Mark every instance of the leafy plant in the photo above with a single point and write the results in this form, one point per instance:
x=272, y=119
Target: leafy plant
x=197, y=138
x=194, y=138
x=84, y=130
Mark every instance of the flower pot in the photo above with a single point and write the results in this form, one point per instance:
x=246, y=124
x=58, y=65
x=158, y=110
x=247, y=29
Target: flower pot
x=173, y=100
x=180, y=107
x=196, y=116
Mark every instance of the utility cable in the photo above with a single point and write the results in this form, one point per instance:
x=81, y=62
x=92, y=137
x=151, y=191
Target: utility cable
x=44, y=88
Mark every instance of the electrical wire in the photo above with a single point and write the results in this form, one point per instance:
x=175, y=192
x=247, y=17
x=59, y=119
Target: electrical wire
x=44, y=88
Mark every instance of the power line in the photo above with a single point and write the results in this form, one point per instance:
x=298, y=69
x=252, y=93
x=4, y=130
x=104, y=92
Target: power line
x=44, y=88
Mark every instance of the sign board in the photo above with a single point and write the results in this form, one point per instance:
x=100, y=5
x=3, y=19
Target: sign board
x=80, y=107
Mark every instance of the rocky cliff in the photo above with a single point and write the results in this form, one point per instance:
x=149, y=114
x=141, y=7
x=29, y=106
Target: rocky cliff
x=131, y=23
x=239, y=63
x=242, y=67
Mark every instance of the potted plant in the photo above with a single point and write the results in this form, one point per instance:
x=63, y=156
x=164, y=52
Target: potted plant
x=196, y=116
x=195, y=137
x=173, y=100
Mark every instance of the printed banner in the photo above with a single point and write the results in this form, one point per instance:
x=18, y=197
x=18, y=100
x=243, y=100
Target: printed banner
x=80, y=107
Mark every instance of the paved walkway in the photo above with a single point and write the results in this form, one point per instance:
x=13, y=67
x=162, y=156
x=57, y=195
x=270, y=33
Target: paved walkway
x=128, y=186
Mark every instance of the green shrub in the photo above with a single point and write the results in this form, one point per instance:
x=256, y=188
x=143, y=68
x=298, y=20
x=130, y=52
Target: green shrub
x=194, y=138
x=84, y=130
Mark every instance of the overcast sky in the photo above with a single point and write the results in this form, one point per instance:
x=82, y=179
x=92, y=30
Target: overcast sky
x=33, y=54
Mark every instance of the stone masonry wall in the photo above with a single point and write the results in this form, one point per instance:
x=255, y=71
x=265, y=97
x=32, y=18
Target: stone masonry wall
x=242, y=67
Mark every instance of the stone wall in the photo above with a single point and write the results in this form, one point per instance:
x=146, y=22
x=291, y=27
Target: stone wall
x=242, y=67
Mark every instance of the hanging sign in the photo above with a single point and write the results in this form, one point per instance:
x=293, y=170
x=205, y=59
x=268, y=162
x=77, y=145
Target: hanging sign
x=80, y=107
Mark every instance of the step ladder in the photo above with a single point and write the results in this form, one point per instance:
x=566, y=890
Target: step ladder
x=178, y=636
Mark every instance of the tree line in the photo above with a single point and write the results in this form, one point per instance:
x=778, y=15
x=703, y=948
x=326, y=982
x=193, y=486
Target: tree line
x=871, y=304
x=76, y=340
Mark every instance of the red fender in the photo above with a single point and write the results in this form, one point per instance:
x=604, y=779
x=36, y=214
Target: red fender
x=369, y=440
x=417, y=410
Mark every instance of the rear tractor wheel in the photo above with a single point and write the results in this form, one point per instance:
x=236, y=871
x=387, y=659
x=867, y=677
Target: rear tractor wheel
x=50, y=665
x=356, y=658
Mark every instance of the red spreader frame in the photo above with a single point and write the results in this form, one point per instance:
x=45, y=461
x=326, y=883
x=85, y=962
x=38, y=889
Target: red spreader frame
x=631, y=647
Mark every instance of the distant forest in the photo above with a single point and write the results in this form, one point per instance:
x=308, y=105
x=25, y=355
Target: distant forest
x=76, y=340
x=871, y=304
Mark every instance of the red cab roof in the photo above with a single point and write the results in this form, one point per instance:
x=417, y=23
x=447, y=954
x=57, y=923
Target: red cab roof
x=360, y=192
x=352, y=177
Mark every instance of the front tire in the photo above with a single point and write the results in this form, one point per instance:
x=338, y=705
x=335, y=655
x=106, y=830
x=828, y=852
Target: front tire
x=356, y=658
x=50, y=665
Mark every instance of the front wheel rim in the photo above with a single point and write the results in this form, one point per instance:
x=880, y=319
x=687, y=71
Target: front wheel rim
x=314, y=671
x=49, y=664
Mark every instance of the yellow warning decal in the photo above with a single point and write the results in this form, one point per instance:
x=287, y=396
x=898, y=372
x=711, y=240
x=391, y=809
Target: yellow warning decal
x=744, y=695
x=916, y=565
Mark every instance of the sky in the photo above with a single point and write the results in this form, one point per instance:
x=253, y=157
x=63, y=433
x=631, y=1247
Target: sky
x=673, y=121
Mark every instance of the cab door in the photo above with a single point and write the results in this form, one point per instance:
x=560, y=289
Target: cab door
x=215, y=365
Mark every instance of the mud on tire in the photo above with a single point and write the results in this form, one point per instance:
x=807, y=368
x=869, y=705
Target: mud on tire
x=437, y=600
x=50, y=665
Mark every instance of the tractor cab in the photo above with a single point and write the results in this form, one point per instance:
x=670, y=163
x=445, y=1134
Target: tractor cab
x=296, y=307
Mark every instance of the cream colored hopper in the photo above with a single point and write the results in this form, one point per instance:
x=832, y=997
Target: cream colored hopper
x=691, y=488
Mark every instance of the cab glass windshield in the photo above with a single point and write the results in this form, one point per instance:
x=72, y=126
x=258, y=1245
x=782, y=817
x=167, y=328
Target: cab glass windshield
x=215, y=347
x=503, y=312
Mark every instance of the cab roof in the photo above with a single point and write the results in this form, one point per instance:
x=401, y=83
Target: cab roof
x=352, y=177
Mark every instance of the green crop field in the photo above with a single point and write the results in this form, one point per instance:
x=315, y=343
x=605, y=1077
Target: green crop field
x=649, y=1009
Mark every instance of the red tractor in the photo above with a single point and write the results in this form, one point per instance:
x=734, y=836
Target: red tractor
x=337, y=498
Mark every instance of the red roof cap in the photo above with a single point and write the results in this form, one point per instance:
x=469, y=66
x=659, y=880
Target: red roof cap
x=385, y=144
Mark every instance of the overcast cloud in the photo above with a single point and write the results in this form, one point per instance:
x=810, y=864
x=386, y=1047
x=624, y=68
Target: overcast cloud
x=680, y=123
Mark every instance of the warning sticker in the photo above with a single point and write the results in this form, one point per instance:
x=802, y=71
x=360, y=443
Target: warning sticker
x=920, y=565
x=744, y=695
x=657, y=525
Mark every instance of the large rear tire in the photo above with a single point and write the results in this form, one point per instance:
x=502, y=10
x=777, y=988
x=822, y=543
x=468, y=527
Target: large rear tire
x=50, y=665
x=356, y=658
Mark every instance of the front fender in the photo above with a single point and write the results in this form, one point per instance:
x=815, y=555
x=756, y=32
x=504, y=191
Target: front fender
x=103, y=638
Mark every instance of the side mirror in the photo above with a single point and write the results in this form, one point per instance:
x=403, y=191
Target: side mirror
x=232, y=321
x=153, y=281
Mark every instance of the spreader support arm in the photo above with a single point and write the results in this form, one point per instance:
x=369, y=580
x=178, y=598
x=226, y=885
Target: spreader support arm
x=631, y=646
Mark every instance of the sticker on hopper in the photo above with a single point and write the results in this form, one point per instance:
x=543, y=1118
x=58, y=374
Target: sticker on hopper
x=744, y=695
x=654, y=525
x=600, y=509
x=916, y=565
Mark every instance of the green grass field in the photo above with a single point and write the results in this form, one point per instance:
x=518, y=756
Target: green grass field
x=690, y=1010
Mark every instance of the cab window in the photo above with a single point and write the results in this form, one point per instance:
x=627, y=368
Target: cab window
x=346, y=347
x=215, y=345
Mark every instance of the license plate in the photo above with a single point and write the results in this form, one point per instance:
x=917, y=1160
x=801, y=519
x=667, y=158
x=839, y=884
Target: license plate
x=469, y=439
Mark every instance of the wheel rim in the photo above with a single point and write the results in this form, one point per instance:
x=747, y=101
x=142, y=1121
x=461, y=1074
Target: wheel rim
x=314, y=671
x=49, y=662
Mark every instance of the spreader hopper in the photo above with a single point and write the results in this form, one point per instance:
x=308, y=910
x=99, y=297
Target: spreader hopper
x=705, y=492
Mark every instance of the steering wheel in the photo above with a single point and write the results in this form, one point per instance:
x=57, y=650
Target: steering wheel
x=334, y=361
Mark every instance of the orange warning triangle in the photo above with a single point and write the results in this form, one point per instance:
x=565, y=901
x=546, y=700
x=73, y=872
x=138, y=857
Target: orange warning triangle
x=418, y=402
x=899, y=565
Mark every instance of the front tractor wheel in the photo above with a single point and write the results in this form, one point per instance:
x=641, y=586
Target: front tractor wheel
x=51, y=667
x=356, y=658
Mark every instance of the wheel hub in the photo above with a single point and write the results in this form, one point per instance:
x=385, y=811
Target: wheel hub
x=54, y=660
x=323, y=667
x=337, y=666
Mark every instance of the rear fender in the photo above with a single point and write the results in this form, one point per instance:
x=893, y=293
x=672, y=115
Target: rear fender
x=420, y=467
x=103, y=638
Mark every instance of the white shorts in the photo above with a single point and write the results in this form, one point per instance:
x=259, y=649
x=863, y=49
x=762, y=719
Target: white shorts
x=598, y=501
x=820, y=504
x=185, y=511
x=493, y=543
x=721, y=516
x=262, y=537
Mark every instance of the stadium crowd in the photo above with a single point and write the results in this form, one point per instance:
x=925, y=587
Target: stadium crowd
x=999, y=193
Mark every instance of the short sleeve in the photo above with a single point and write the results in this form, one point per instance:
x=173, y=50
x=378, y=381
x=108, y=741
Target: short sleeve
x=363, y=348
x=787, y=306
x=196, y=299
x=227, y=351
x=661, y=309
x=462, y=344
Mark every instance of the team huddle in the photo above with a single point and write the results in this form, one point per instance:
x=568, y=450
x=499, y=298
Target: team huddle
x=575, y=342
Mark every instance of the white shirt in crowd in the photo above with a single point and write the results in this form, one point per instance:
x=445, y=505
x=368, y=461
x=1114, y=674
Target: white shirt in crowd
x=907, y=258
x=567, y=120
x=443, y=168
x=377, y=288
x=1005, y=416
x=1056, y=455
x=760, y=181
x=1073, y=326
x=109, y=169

● ● ●

Beginning at the line with "Mark every instance of the mud" and stopping after the line with "x=822, y=543", please write out every line of the data above exactly and nothing else.

Solution:
Mark every instance of the mud on tire in the photo above with a single point and write the results in this form, one point per instance:
x=807, y=368
x=869, y=705
Target: mud on tire
x=437, y=600
x=50, y=665
Mark every instance of the tractor cab in the photo above with a single point and write the results in this form, one point per instance:
x=670, y=163
x=445, y=1134
Target: tractor cab
x=296, y=307
Mark every instance of the cream colored hopper in the photo above with a single point and write the results in this form, one point per instance:
x=832, y=997
Target: cream colored hopper
x=691, y=488
Mark every instance of the cab glass windshield in the photo above with a single point and write the results in this form, one point per instance:
x=72, y=126
x=258, y=1245
x=782, y=817
x=167, y=328
Target: cab glass windshield
x=215, y=347
x=503, y=312
Mark every instance of the cab roof in the photo above with a single point and write the results in this form, one point per instance:
x=401, y=83
Target: cab roof
x=352, y=177
Mark every instance of the green crop field in the photo above with a single point and write the results in this form, one point per instance:
x=315, y=343
x=605, y=1077
Target: green crop field
x=649, y=1009
Mark every instance of the red tractor in the photo above with a single point and write the results in this form, one point per instance:
x=734, y=836
Target: red tractor
x=337, y=498
Mark every instance of the red roof cap in the photo above with a single point and write the results in this form, one point per instance:
x=469, y=66
x=659, y=880
Target: red roof cap
x=385, y=144
Mark every instance of the overcast cloud in the photo above with a single point and write the results in this form, one point per instance:
x=810, y=864
x=386, y=1047
x=624, y=68
Target: overcast cloud
x=680, y=123
Mark every instance of the warning sticker in the photo above with a single point and write the results in this form, one point per instance:
x=802, y=71
x=360, y=443
Target: warning sticker
x=920, y=565
x=744, y=695
x=657, y=525
Mark every instance of the large rear tire in the photo above with a single point and write the results in this form, one point per instance:
x=502, y=10
x=777, y=988
x=822, y=543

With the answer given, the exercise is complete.